> Short task 1: In the passage about Catholic Charities and local parishes, how often do the parishes and the agency meet to share best practices?
> Short task 2: Continue the passage about Catholic Charities and local parishes from its last sentence.

───── Passage shown ─────

Catholic Charities and the parishes are also helping all of the children enroll in school.

“Our team at Catholic Charities works really carefully to understand the family’s situation and then match them with a local parish,” McGhee said. “There is a lot of intentionality that goes into the matching of a parish with a family. We want to make sure that we’re mindful and prayerful about that part of the journey.”

The agency helps the parishes through the process of accompanying a family, which includes finding housing, getting furniture and other household items, putting them in touch with social services and helping them acclimate to their new home. They also continue to provide case management for each family, McGhee said.

The parishes and Catholic Charities convene quarterly to share best practices, and the agency is developing a resource portal so the parishes can partner more.

“The parishes are really the star of the story. They get to know the family closely. The families have just become a part of their local parish communities in really beautiful ways,” she said.

Many more families need help and much more work can be done, she continued.

───── Information shown ─────

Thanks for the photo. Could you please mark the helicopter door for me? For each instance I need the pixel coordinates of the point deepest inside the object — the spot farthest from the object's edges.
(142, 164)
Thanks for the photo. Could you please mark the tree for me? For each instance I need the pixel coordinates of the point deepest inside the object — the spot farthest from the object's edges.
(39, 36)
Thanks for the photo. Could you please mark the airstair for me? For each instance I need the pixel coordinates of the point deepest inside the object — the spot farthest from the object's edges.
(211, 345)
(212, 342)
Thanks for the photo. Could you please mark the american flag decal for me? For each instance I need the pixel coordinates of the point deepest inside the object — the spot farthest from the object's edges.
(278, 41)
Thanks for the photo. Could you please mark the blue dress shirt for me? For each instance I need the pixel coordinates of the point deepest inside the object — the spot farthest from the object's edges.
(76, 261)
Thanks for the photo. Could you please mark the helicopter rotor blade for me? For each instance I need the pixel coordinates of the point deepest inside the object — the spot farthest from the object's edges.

─────
───── Information shown ─────

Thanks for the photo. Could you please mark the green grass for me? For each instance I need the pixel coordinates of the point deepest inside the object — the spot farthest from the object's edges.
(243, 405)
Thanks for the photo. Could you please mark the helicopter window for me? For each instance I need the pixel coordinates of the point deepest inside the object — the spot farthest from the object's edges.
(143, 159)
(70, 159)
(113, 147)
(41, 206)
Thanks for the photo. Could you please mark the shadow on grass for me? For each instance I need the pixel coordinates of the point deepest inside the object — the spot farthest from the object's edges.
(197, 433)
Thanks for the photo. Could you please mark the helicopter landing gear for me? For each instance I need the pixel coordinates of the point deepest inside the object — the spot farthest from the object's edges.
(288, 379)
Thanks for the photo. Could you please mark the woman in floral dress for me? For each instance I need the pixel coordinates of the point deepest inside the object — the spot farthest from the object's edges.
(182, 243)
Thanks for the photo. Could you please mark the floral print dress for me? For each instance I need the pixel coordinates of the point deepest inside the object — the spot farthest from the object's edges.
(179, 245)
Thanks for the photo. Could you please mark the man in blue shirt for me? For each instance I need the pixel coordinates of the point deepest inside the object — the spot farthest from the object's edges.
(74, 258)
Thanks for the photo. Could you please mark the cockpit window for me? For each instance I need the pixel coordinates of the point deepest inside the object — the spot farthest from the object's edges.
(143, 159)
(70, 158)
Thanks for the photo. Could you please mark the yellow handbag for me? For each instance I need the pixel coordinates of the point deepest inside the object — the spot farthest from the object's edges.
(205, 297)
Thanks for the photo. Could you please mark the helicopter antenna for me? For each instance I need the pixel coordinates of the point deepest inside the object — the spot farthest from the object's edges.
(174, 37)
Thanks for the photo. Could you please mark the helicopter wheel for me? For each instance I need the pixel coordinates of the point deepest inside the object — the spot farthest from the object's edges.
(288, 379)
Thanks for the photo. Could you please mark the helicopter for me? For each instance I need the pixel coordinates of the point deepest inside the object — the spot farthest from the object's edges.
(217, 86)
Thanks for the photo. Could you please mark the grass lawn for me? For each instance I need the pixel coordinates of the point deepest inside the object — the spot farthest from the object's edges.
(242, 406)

─────

> Task output 1: They meet quarterly.

> Task output 2:
“At this time we’re excited to say that we have representation from each vicariate in the archdiocese and representing many different neighborhoods and communities, which is really wonderful,” she said, adding that they continue to hear from additional parishes who want to participate.

McGhee said she is amazed by the outpouring from the Catholic community to help the asylum seekers.

“We’ve just been really blessed by the generosity of Catholics across Chicagoland and in particular our parishes who are shepherding their parishes through just a greater understanding of why this is such an important initiative,” she said. “We’ve been sort of summoned by Cardinal Cupich that this is exactly what we should be doing as Catholics. This is what it means to be Catholic, to welcome the stranger, to accompany the other, to recognize the dignity and sanctity in people we don’t know.”